→ Saved entries

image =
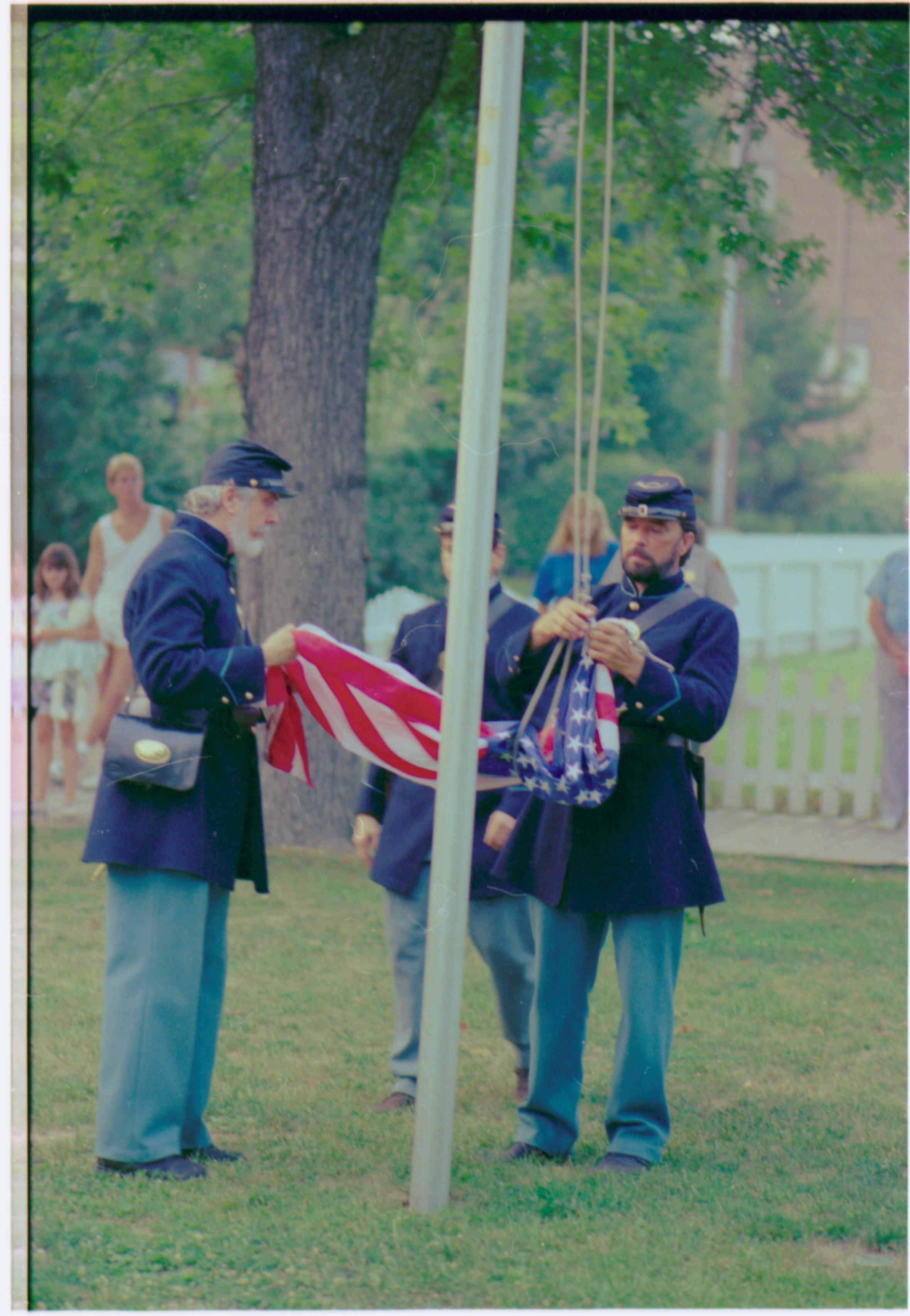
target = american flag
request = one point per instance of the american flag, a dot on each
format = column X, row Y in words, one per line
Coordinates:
column 381, row 713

→ Work required
Copy all lines from the entries that contain the word "flag".

→ Solution for this exercise
target = american flag
request = one point per instance of the american flag, a dot on each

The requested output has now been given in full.